- DIRECTIONS FOR THIS TASK
Everything in the entries below should be restated exactly, except for the pictures.

- INFORMATION GIVEN
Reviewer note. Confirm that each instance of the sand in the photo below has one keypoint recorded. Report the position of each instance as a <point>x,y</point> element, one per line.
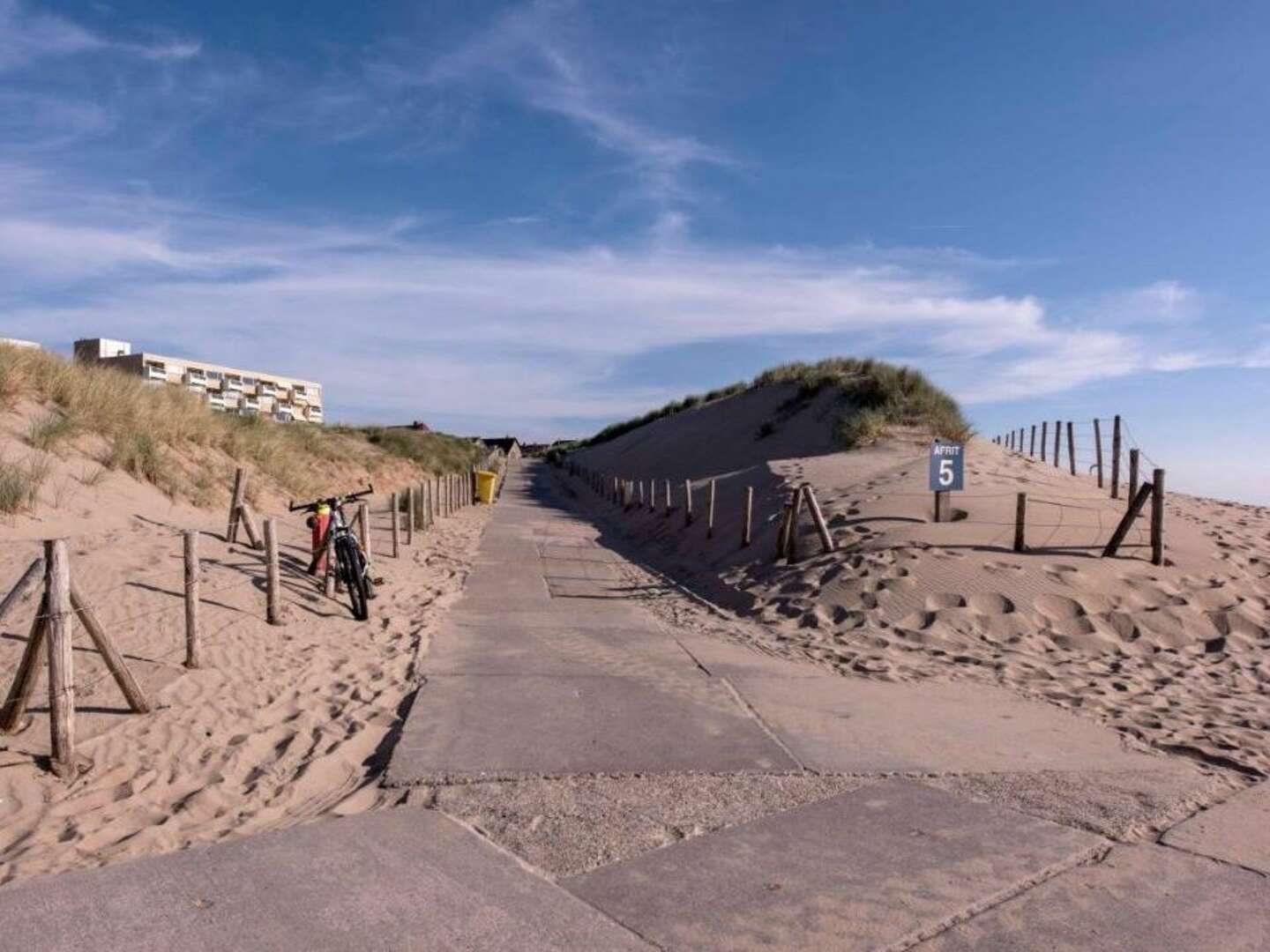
<point>282,724</point>
<point>1174,657</point>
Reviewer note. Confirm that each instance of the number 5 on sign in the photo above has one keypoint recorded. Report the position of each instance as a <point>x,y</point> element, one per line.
<point>947,467</point>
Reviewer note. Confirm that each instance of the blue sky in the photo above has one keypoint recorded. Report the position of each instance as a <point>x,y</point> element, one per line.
<point>539,217</point>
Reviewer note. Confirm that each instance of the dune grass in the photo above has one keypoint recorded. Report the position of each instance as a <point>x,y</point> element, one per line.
<point>145,426</point>
<point>877,398</point>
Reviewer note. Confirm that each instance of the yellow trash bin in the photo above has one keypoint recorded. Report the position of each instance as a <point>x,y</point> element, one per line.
<point>485,484</point>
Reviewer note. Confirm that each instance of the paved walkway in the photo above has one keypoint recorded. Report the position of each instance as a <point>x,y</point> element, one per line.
<point>548,668</point>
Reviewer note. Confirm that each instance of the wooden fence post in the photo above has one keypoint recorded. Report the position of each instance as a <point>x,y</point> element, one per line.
<point>1139,499</point>
<point>61,661</point>
<point>272,583</point>
<point>397,527</point>
<point>235,502</point>
<point>818,518</point>
<point>25,583</point>
<point>1097,450</point>
<point>192,631</point>
<point>710,512</point>
<point>1116,457</point>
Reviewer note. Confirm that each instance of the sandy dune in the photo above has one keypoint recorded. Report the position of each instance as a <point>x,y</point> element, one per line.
<point>1177,657</point>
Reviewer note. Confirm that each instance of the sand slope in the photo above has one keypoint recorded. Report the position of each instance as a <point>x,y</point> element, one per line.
<point>1177,657</point>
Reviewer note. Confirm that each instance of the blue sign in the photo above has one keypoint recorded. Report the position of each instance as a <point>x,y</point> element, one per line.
<point>947,467</point>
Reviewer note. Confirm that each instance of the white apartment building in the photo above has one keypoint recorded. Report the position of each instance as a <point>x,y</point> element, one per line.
<point>225,389</point>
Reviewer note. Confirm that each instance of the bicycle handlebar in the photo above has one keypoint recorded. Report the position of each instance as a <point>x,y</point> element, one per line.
<point>332,501</point>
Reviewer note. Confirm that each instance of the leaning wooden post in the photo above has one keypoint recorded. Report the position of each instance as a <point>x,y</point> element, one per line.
<point>397,527</point>
<point>1116,457</point>
<point>750,516</point>
<point>192,628</point>
<point>1097,450</point>
<point>235,502</point>
<point>791,546</point>
<point>11,720</point>
<point>61,661</point>
<point>272,582</point>
<point>710,512</point>
<point>818,518</point>
<point>1131,514</point>
<point>26,582</point>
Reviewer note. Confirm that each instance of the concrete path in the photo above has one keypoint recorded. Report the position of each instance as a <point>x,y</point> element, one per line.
<point>392,880</point>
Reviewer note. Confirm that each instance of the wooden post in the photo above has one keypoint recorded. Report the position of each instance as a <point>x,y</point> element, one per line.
<point>61,660</point>
<point>710,512</point>
<point>782,533</point>
<point>793,550</point>
<point>248,518</point>
<point>1139,499</point>
<point>1116,457</point>
<point>1097,450</point>
<point>11,720</point>
<point>192,628</point>
<point>109,655</point>
<point>943,505</point>
<point>25,583</point>
<point>820,528</point>
<point>397,527</point>
<point>272,582</point>
<point>235,502</point>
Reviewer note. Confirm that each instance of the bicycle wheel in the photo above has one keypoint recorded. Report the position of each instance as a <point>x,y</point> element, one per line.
<point>355,577</point>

- ANSWER TO THE EXERCISE
Reviewer note. Confirm that each instance of the sand in the photo below has one keypoint recorded. Report the position of each instance as a <point>x,y</point> element, one per line.
<point>282,724</point>
<point>1174,657</point>
Reviewer note. Confirm that each instance of the number 5 on sign in the photo above has one keypoint recorded. Report the position of each instance as a <point>x,y</point> element, one per line.
<point>947,467</point>
Reviewer note. Confirm that each instance of the blue sky in the photo above has one keypoint recorded. Report the position of each instance as a <point>x,y</point> element, one per line.
<point>539,217</point>
Reviewer note. Confirm that each instance of the dune grass in the photo above has one keypoint recorded. Report the position of each instance as a <point>x,y</point> element, one per line.
<point>145,426</point>
<point>877,398</point>
Reviewer note. Confirm that each instance of the yellow trash bin in the photo above has one keypoint recorded. Report the position of each instance as a <point>x,y</point> element, one per line.
<point>485,484</point>
Reviewer note. Confirm that each instance of the paved walkway in the photo above has one keypoint recorded. Report the position of each instance as a <point>x,y</point> element, one per line.
<point>548,668</point>
Reviewer note. Confirm that each instance of the wooden fence post in the photo above has one keypoint recorded. Report the position of each instance as a <point>x,y</point> element, one per line.
<point>1139,499</point>
<point>61,661</point>
<point>272,583</point>
<point>397,527</point>
<point>235,502</point>
<point>818,518</point>
<point>25,583</point>
<point>1097,450</point>
<point>192,631</point>
<point>710,512</point>
<point>1116,457</point>
Reviewer note. Confirm that each instance of the sandy dune in the photo above has one keypoint recorded. Report the position of each instance as a <point>x,y</point> element, one per line.
<point>1177,657</point>
Reviewer note. Confirm that each instance of the sand slope in the photo above has one keypoint recorded. Report the position of each instance as a <point>x,y</point> element, one per line.
<point>1177,657</point>
Reviewer note. Confirm that each instance of the blue sign in the photo above has one keypoint recorded. Report the position of each instance as a <point>x,y</point> element, one per line.
<point>947,467</point>
Reviewer note. Confirm that each instance of the white apartment building in the photo above has one keypoint recorded. Report the position of each instance as a <point>x,y</point> element, one per line.
<point>225,389</point>
Reviewer note. Confirm that each instance of the bicycle handlebar in the photo above has one keypoint recorded. Report the position of each instance as a <point>x,y</point> element, one per line.
<point>332,501</point>
Reviewer note. Confirm that each instance of the leaning wooden post in the photo above has one keypoint recorded. Report the position of each instance as a <point>x,y</point> element, one per line.
<point>397,527</point>
<point>1116,457</point>
<point>750,516</point>
<point>192,628</point>
<point>1097,450</point>
<point>235,502</point>
<point>791,546</point>
<point>11,720</point>
<point>61,661</point>
<point>272,582</point>
<point>710,512</point>
<point>818,518</point>
<point>1131,514</point>
<point>26,582</point>
Reviewer note. Confirm that each instance of the concrete path in the photo above has one keypoint recorded. Report the position of each instance as a <point>x,y</point> element, one per line.
<point>392,880</point>
Reviewer note. Confirm that each instance of the wooden post in the photo above has one keypoint recorded. Report the position of each instance as a <point>x,y</point> element, one per line.
<point>61,660</point>
<point>710,512</point>
<point>782,533</point>
<point>793,550</point>
<point>248,518</point>
<point>1139,499</point>
<point>1116,457</point>
<point>1097,450</point>
<point>11,720</point>
<point>192,628</point>
<point>109,655</point>
<point>943,505</point>
<point>25,583</point>
<point>820,528</point>
<point>397,527</point>
<point>272,582</point>
<point>235,502</point>
Reviewer note. Confirm that each instance of the bicycle wheel in the photo above has one keypoint recorded. Report the position of each instance as a <point>x,y</point> element, one per line.
<point>355,577</point>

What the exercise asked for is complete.